About this task: From the records, report how many lines hold the word "vehicle", with the number as the sole reply.

Records for the task:

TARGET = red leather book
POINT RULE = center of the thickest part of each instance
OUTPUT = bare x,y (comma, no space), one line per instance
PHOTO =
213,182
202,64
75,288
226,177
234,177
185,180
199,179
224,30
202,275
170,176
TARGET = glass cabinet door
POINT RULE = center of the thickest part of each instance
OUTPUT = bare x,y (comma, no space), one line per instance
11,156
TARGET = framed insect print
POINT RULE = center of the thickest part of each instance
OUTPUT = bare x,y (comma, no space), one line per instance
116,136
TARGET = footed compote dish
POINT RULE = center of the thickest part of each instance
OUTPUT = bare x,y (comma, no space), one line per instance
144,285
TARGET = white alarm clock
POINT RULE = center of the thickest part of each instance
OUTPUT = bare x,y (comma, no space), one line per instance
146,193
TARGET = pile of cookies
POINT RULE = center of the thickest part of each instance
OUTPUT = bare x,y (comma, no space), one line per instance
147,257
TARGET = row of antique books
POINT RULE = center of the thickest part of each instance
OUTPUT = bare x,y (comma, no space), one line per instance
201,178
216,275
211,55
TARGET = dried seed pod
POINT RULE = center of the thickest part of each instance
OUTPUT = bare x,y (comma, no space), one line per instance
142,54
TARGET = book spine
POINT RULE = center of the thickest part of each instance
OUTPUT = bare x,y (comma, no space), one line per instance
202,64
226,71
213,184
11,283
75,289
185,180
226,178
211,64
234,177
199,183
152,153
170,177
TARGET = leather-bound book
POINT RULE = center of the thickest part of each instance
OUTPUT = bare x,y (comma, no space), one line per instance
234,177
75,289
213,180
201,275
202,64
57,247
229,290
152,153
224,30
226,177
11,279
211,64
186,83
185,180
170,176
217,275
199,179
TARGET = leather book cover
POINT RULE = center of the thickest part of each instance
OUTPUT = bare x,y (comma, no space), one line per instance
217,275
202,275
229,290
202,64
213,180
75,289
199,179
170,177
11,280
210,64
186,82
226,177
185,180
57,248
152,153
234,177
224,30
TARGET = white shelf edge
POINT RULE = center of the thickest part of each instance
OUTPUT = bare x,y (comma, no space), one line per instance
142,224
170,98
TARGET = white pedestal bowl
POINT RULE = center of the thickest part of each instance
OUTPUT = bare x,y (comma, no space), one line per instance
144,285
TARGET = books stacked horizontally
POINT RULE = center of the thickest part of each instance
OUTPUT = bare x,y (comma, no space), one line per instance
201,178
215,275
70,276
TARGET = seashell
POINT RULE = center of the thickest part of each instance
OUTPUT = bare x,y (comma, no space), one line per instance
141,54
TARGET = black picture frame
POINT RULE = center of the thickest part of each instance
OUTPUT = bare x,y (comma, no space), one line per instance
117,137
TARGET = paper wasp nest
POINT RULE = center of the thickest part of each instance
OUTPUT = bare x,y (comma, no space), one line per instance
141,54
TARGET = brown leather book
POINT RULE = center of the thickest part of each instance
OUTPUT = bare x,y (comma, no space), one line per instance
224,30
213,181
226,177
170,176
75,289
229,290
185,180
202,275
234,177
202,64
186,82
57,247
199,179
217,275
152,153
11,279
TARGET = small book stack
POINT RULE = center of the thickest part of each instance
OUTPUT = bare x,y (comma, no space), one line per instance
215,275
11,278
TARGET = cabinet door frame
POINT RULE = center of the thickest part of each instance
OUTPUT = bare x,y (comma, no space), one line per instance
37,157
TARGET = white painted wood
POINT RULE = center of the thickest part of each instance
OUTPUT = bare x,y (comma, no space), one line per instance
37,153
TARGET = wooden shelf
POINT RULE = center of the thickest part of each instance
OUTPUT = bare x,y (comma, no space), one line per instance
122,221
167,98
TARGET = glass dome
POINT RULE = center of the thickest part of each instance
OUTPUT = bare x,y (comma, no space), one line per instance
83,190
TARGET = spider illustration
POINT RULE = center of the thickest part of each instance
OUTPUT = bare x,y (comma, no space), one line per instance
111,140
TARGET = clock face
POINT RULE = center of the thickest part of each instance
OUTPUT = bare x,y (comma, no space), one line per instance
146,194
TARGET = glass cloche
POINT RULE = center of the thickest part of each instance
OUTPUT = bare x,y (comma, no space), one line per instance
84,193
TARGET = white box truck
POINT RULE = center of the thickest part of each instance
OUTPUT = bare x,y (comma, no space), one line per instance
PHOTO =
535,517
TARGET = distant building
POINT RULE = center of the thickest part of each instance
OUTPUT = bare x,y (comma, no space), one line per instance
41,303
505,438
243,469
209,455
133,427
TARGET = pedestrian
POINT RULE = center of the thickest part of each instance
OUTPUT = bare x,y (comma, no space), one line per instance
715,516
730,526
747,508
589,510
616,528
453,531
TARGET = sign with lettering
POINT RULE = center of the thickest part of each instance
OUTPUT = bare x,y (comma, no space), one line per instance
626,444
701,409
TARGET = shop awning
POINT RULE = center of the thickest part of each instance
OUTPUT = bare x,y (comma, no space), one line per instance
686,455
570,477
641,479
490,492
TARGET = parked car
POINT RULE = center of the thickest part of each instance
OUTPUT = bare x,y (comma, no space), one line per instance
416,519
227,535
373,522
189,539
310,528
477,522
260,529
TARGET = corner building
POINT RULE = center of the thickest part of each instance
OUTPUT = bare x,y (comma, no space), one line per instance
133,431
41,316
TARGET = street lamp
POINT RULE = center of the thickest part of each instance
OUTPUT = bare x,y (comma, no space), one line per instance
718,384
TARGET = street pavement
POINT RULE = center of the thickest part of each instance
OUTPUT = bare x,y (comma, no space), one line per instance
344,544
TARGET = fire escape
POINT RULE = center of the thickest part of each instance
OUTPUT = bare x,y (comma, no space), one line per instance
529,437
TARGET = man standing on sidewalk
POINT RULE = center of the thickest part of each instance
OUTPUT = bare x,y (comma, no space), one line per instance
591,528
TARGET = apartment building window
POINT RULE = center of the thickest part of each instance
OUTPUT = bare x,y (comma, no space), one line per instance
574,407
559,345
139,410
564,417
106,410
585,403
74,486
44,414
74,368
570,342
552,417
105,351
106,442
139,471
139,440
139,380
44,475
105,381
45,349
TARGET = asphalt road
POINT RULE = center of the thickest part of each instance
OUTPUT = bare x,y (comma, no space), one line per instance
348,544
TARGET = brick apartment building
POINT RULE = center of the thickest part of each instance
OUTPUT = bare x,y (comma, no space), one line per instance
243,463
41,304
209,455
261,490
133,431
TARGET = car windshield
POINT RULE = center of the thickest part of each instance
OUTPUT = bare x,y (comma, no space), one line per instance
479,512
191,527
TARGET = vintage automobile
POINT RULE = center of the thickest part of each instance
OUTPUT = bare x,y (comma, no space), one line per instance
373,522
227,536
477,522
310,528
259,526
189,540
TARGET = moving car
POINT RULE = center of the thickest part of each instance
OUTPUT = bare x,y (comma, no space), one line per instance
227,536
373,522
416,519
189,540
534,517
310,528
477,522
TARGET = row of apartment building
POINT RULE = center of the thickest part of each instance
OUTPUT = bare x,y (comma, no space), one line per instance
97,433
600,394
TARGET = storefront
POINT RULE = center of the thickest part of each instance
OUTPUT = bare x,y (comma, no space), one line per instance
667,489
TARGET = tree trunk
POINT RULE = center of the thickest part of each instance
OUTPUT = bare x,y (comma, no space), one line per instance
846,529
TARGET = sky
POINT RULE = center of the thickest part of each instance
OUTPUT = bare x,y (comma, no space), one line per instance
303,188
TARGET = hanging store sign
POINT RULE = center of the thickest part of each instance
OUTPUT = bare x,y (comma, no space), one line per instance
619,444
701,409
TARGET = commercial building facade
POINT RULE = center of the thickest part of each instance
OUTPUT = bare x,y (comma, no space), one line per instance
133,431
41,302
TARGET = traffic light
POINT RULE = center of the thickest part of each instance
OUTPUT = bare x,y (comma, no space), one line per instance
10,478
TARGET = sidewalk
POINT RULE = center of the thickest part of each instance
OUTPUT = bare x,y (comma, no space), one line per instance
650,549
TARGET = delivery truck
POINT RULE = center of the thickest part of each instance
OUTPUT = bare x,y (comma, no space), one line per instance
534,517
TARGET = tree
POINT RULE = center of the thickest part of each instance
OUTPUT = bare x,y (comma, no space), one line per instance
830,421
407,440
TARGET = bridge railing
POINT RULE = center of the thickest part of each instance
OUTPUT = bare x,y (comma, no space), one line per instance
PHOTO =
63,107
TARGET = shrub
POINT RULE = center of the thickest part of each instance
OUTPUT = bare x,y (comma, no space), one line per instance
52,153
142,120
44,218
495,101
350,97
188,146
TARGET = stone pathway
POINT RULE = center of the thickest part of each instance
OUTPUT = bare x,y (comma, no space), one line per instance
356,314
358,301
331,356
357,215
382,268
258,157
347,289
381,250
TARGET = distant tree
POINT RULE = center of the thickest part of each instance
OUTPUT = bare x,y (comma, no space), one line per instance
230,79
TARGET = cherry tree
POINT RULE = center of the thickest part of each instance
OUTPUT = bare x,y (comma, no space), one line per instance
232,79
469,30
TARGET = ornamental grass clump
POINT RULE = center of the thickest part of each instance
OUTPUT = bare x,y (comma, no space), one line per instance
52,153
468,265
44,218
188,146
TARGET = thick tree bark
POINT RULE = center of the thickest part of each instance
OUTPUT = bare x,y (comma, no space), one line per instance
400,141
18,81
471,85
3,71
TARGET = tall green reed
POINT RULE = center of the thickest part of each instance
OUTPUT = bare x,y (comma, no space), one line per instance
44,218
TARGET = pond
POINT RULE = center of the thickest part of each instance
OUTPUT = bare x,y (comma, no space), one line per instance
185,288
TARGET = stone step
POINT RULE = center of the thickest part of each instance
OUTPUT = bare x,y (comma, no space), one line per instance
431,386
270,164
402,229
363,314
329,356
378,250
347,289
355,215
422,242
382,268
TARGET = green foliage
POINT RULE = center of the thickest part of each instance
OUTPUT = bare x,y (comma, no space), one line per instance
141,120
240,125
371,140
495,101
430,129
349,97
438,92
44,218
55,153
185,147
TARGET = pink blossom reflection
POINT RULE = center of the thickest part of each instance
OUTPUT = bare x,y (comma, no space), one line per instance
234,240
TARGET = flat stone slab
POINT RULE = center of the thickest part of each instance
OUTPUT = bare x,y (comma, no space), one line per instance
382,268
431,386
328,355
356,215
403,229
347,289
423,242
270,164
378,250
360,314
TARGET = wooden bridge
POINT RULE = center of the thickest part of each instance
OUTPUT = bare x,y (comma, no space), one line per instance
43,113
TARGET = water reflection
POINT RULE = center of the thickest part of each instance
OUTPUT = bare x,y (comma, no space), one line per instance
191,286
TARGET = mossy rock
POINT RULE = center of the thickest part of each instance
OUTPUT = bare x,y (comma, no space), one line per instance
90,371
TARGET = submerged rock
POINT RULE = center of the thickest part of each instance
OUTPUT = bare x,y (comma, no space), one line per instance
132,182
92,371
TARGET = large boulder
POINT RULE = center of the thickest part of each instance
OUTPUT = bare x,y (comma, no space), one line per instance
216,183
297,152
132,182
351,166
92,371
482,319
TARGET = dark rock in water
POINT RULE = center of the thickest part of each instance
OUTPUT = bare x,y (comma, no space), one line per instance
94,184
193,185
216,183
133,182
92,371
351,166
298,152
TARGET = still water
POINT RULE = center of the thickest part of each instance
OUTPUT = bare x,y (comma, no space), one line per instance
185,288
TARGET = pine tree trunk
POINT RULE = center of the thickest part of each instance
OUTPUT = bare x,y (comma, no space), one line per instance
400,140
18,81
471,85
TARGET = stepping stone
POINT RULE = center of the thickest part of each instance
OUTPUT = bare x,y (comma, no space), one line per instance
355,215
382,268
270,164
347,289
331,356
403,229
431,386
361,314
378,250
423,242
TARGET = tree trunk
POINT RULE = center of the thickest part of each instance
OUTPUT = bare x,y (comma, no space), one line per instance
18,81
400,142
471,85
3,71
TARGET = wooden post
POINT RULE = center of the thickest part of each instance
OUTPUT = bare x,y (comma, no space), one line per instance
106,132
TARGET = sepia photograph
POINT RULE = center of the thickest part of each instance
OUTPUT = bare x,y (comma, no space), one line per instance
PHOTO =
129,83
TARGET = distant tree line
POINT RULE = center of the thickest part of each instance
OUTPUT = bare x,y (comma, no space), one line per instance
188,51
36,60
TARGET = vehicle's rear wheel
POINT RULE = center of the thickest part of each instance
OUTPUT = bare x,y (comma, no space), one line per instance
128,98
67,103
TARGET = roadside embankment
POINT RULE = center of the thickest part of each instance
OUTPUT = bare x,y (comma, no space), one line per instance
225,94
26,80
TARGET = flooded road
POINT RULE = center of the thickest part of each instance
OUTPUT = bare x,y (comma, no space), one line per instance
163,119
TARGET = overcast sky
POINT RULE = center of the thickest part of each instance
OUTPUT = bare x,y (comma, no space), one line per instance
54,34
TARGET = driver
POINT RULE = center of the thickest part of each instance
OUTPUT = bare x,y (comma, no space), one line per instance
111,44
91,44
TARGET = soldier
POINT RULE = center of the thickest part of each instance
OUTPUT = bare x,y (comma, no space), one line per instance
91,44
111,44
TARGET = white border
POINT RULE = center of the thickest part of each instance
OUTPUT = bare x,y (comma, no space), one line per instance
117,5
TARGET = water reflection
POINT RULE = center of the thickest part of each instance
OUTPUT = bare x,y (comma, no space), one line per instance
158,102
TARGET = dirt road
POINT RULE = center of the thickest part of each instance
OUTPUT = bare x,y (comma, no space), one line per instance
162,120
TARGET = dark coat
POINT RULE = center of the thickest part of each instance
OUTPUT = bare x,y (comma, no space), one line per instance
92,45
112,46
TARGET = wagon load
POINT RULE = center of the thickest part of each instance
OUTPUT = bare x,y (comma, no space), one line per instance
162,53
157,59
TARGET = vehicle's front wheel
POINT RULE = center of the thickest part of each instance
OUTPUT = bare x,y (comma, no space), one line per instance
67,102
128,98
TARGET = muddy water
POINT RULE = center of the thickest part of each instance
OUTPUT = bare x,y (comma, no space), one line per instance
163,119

Your response: 2